Vol. 4 ルツ:落穂拾いでのロマンス
                                   
 

 

「そのとき、女たちはナオミに言った、「主はほむべきかな、主はあなたを見捨てずに、きょう、あなたにひとりの近親をお授けになりました。どうぞ、その子の名がイスラエルのうちに高く揚げられますように。」(ルツ記414節)

 

○ルツ記の書かれた時代背景

 

ルツ記の書かれた時代は、士師時代の終わり頃、紀元前12世紀頃だと言われています。イスラエルでは「おのおの自分の目に正しいと見るところをおこなっていた。」(士師2125)という暗黒の時代であります。しかし、このような状況の中でもルツの姑、ナオミのような神様に誠実な女性が存在し、神様は彼女を通して異邦人のルツにも良い影響を与え、ご自分の救いの計画に用いられるという、神様の摂理と、キリストによる購いの型がこの書簡から読み取れます。

あるコレクションの行
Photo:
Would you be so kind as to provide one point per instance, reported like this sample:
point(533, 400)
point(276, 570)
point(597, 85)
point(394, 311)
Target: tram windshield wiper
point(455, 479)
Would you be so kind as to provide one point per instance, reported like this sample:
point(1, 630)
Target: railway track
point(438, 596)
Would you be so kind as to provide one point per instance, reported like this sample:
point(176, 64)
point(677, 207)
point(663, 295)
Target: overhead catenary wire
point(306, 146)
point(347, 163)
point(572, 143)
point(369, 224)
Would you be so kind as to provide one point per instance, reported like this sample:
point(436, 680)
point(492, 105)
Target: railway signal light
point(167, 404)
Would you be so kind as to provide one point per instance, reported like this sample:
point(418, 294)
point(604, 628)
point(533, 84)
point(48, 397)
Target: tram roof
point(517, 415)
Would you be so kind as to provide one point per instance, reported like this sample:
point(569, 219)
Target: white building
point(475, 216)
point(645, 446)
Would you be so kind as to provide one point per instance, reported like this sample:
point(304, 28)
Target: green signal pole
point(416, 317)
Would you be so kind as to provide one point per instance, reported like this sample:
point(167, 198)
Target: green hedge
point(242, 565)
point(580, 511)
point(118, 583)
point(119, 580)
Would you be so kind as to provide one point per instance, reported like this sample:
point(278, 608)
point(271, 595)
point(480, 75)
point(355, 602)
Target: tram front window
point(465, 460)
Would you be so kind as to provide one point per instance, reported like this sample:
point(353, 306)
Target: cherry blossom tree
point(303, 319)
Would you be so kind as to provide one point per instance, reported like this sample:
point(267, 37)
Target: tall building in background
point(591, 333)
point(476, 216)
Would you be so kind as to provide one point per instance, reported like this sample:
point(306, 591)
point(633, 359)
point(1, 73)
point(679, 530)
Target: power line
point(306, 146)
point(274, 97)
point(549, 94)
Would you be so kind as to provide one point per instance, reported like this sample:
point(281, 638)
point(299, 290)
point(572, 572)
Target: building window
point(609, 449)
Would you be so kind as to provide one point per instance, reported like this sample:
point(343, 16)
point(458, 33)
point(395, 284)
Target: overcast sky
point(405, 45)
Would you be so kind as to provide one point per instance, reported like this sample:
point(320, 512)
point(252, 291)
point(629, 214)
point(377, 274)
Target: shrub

> 依頼内容:
a) ルツ記の文章のうち、「ルツ記の書かれた時代は、士師」を含む語句で始まり「がこの書簡から読み取れます。」で終わる部分を、一字一句変えずに書き出してください。
b) 上の行から、文字列「building」を含むものをすべて集めてください。

> 期待される回答:
a)
ルツ記の書かれた時代は、士師時代の終わり頃、紀元前12世紀頃だと言われています。イスラエルでは「おのおの自分の目に正しいと見るところをおこなっていた。」(士師2125)という暗黒の時代であります。しかし、このような状況の中でもルツの姑、ナオミのような神様に誠実な女性が存在し、神様は彼女を通して異邦人のルツにも良い影響を与え、ご自分の救いの計画に用いられるという、神様の摂理と、キリストによる購いの型がこの書簡から読み取れます。

b)
Target: white building
Target: tall building in background
Target: building window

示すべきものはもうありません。